Students are exposed to so many different viewpoints on- and offline and so prone to accepting whatever they read, that they run the very real risk of becoming brainwashed. If it's on a computer screen, it becomes Holy Writ, sacrosanct, immutable, beyond question or doubt.

Teachers caution students constantly against taking what they read at face value, since some of these sites may be propaganda mills or recruiting grounds for the naïve and unwary. Not only egregious forms of indoctrination may target unsuspecting young minds, but also the more artfully contrived variety, whose insinuating soft-sell subtlety and silken appeals ingratiatingly weave their spell to lull the credulous into accepting their wares.

To prevent this from happening, every school in America should teach the arts of critical thinking and critical reading, so that a critical spirit becomes a permanent possession of every student and pervades the teaching of every course in America. This would be time well-spent in protecting students from the contagion of toxins on- or offline.

Tasks to perform:
(1) In the passage on critical thinking, what does it say every school in America should teach?
(2) Extend the passage on teaching students critical thinking, starting after its final sentence.

Supplied material:

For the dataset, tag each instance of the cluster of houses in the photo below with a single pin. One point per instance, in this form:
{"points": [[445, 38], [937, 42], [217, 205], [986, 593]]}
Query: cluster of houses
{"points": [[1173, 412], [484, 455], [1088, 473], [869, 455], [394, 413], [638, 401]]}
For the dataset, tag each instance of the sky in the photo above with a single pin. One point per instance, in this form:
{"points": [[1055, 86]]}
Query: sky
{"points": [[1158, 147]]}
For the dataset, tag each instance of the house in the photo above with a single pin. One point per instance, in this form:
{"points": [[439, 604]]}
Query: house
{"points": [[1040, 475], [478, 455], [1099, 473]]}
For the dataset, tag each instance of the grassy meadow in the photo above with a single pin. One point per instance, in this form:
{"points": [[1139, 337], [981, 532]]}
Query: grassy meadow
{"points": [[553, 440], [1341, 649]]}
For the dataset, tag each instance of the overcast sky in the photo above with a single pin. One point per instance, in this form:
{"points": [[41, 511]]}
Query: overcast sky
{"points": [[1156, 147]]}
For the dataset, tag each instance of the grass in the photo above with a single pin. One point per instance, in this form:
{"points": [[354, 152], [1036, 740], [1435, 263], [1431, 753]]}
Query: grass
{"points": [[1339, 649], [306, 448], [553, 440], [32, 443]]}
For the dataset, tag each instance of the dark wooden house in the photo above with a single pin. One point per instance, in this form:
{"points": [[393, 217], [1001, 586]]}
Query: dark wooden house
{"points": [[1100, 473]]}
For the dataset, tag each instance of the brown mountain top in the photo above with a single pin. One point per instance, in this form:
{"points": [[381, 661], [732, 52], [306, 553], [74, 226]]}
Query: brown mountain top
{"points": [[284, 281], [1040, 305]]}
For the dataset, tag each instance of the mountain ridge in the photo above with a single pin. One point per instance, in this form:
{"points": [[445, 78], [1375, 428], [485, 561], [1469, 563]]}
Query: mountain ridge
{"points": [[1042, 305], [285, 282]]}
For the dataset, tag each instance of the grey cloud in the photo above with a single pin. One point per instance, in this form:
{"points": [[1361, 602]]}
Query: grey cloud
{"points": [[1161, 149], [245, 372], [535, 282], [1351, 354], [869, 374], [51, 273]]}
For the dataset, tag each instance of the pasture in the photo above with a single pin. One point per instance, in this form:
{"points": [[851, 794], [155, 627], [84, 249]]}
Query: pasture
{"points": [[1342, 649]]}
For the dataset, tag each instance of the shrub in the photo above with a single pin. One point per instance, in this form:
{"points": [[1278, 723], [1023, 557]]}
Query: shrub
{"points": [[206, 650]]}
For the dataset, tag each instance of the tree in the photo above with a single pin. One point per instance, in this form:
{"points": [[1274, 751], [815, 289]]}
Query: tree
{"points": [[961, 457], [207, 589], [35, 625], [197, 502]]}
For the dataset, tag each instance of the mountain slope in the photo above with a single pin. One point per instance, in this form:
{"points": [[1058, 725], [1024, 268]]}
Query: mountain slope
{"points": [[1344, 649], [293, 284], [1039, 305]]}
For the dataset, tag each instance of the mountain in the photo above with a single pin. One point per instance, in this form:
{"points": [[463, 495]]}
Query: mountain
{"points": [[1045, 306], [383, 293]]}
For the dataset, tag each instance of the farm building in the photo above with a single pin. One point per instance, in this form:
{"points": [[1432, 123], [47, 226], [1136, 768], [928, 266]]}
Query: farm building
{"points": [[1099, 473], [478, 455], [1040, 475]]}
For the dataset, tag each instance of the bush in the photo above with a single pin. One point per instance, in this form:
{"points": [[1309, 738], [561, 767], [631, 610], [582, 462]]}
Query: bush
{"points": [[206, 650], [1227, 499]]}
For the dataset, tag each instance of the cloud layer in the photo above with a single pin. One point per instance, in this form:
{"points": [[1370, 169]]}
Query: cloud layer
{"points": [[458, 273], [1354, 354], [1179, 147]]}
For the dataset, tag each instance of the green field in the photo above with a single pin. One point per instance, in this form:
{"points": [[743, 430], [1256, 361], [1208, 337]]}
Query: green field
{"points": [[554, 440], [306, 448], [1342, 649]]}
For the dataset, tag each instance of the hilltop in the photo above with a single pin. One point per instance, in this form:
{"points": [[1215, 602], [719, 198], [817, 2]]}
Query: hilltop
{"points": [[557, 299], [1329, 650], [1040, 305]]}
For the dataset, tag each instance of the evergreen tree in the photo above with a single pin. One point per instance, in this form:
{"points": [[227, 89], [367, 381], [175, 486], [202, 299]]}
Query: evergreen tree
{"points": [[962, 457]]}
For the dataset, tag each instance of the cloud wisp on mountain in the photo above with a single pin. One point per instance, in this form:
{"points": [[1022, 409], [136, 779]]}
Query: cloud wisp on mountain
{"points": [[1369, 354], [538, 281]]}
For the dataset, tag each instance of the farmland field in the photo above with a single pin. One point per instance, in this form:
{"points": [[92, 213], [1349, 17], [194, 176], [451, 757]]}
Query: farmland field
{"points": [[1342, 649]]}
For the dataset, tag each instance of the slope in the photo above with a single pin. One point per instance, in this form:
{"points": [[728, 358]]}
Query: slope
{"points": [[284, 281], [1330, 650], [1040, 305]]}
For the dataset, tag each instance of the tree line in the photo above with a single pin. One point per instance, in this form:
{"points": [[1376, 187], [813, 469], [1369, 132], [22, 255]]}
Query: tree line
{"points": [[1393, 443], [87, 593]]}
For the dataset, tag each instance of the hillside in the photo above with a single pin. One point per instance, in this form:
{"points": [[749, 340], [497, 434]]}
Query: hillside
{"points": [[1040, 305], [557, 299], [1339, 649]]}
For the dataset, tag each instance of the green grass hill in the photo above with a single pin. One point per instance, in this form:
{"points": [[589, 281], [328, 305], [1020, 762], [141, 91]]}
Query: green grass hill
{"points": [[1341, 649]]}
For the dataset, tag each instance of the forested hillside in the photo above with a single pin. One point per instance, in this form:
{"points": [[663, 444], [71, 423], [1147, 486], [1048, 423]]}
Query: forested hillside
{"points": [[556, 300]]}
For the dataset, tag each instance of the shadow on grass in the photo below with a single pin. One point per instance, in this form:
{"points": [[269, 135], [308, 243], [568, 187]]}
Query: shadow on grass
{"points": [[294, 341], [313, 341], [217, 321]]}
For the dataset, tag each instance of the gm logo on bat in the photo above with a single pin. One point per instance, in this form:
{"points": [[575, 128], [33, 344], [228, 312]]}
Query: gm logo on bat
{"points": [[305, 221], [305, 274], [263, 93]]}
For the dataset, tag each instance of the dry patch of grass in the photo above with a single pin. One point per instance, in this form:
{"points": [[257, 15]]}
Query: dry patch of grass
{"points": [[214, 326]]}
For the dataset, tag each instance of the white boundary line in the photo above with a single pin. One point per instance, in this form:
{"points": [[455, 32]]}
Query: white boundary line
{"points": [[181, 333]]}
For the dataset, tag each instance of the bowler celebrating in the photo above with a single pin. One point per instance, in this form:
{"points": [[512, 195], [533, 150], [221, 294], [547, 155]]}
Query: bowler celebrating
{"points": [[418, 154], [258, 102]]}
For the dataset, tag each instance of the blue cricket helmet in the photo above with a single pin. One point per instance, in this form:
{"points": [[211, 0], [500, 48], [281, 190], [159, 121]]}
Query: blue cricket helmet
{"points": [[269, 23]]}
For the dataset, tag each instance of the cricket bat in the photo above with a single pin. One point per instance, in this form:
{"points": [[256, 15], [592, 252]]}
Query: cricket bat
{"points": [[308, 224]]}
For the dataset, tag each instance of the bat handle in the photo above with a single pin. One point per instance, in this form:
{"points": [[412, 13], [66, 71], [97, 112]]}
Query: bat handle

Expected outputs:
(1) Every school in America should teach the arts of critical thinking and critical reading.

(2)
While ensuring students' physical safety is a school's first order of priority, the school should be no less vigilant in safeguarding them from propaganda that will assail them for the rest of their lives. Caveat emptor! Everyone wants to sell students a viewpoint, against which schools should teach them the art of protecting themselves.

Teaching students how to be their own persons by abandoning group-think and developing the courage to think for themselves should begin from the very first day of high school. More important than all the information they will learn during these four crucial years will be how they critically process that information to either accept or reject it.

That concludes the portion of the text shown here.